• _Entries shown_:
-- BEGIN --

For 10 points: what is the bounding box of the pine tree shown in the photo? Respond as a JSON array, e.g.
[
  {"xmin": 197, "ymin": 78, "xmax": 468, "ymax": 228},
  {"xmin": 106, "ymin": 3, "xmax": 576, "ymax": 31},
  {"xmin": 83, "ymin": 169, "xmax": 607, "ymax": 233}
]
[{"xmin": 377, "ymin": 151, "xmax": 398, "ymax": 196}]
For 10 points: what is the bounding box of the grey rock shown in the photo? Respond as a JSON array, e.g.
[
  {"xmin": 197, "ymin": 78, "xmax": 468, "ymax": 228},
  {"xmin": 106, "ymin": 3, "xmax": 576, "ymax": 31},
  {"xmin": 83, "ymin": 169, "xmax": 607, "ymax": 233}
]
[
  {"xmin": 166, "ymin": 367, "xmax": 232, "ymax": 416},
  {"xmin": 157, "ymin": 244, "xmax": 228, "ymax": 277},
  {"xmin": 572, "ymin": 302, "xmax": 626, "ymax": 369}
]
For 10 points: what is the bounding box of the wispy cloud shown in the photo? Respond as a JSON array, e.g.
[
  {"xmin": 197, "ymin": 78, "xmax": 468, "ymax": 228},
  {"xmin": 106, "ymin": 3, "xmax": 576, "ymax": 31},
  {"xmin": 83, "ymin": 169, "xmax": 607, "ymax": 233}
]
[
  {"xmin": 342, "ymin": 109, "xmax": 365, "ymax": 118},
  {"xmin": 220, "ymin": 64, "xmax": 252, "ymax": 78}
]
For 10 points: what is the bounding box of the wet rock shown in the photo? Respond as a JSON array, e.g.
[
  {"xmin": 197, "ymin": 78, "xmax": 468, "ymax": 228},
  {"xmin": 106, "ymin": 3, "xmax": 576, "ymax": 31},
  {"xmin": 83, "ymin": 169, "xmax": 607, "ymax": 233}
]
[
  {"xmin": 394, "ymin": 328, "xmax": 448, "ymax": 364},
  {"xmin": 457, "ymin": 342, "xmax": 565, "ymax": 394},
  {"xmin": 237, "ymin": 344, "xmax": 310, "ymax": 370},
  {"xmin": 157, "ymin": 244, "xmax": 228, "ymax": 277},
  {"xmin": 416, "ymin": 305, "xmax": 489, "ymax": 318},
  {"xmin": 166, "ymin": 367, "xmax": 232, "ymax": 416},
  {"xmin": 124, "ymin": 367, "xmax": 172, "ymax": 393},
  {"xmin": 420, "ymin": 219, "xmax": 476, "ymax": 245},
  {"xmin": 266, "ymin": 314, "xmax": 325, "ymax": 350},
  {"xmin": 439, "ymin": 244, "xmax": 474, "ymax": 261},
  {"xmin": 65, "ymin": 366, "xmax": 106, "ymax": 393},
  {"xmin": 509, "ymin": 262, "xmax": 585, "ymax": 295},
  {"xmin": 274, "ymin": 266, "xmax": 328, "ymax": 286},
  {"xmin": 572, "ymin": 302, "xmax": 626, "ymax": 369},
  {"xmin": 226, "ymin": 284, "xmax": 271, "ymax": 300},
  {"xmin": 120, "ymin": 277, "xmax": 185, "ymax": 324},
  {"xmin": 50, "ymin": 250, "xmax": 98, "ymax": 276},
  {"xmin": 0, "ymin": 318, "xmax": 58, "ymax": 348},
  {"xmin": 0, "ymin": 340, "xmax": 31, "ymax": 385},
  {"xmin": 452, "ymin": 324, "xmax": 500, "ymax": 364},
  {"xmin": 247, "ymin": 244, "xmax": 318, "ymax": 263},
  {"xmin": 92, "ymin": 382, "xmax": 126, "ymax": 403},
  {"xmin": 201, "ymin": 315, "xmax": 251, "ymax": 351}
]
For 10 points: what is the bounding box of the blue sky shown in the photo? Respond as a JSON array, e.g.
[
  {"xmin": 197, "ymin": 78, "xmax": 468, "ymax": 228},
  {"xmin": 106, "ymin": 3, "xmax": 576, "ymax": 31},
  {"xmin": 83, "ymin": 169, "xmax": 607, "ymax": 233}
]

-- END --

• _Challenge_: Copy all of the data above line for line, keeping every character as it appears.

• _Task result_:
For 10 points: what is the bounding box of the pine tree shown in the photo? Respond as a JSON array, e.g.
[
  {"xmin": 197, "ymin": 78, "xmax": 468, "ymax": 228},
  {"xmin": 106, "ymin": 3, "xmax": 576, "ymax": 31},
  {"xmin": 83, "ymin": 169, "xmax": 607, "ymax": 233}
]
[{"xmin": 377, "ymin": 151, "xmax": 398, "ymax": 196}]
For 10 points: what is the bounding box of the grey rock shown in the photo? Respond as a JSON array, e.g.
[
  {"xmin": 197, "ymin": 78, "xmax": 468, "ymax": 228},
  {"xmin": 106, "ymin": 3, "xmax": 576, "ymax": 31},
  {"xmin": 83, "ymin": 169, "xmax": 607, "ymax": 233}
]
[
  {"xmin": 166, "ymin": 367, "xmax": 232, "ymax": 416},
  {"xmin": 157, "ymin": 244, "xmax": 228, "ymax": 277},
  {"xmin": 572, "ymin": 302, "xmax": 626, "ymax": 369}
]
For 10 points: what is the bounding box of the wispy cloud shown in the photo? Respond as a JSON array, e.g.
[
  {"xmin": 197, "ymin": 78, "xmax": 468, "ymax": 228},
  {"xmin": 106, "ymin": 3, "xmax": 576, "ymax": 31},
  {"xmin": 83, "ymin": 169, "xmax": 607, "ymax": 233}
]
[
  {"xmin": 342, "ymin": 109, "xmax": 365, "ymax": 118},
  {"xmin": 220, "ymin": 64, "xmax": 252, "ymax": 78}
]
For 10 points: what is the bounding box of the wet rock shown in the photo? Respond as a JSON array, e.g.
[
  {"xmin": 197, "ymin": 78, "xmax": 468, "ymax": 228},
  {"xmin": 106, "ymin": 3, "xmax": 576, "ymax": 31},
  {"xmin": 83, "ymin": 169, "xmax": 607, "ymax": 233}
]
[
  {"xmin": 394, "ymin": 328, "xmax": 448, "ymax": 364},
  {"xmin": 457, "ymin": 342, "xmax": 565, "ymax": 394},
  {"xmin": 237, "ymin": 344, "xmax": 310, "ymax": 370},
  {"xmin": 157, "ymin": 244, "xmax": 228, "ymax": 277},
  {"xmin": 416, "ymin": 305, "xmax": 489, "ymax": 318},
  {"xmin": 166, "ymin": 367, "xmax": 232, "ymax": 416},
  {"xmin": 124, "ymin": 367, "xmax": 172, "ymax": 393},
  {"xmin": 420, "ymin": 219, "xmax": 476, "ymax": 245},
  {"xmin": 266, "ymin": 314, "xmax": 325, "ymax": 350},
  {"xmin": 439, "ymin": 244, "xmax": 474, "ymax": 261},
  {"xmin": 65, "ymin": 366, "xmax": 106, "ymax": 393},
  {"xmin": 509, "ymin": 262, "xmax": 585, "ymax": 295},
  {"xmin": 274, "ymin": 266, "xmax": 328, "ymax": 286},
  {"xmin": 572, "ymin": 302, "xmax": 626, "ymax": 369},
  {"xmin": 226, "ymin": 284, "xmax": 271, "ymax": 300},
  {"xmin": 120, "ymin": 277, "xmax": 185, "ymax": 324},
  {"xmin": 50, "ymin": 250, "xmax": 98, "ymax": 276},
  {"xmin": 0, "ymin": 318, "xmax": 58, "ymax": 348},
  {"xmin": 0, "ymin": 340, "xmax": 31, "ymax": 385},
  {"xmin": 452, "ymin": 324, "xmax": 500, "ymax": 364},
  {"xmin": 247, "ymin": 244, "xmax": 318, "ymax": 263},
  {"xmin": 92, "ymin": 382, "xmax": 126, "ymax": 403},
  {"xmin": 201, "ymin": 315, "xmax": 251, "ymax": 351}
]
For 10 points: what is the bounding box of the blue sky shown in the photo? Respond as a JSON array, e.g.
[
  {"xmin": 197, "ymin": 78, "xmax": 468, "ymax": 228},
  {"xmin": 106, "ymin": 3, "xmax": 576, "ymax": 31},
  {"xmin": 83, "ymin": 169, "xmax": 607, "ymax": 233}
]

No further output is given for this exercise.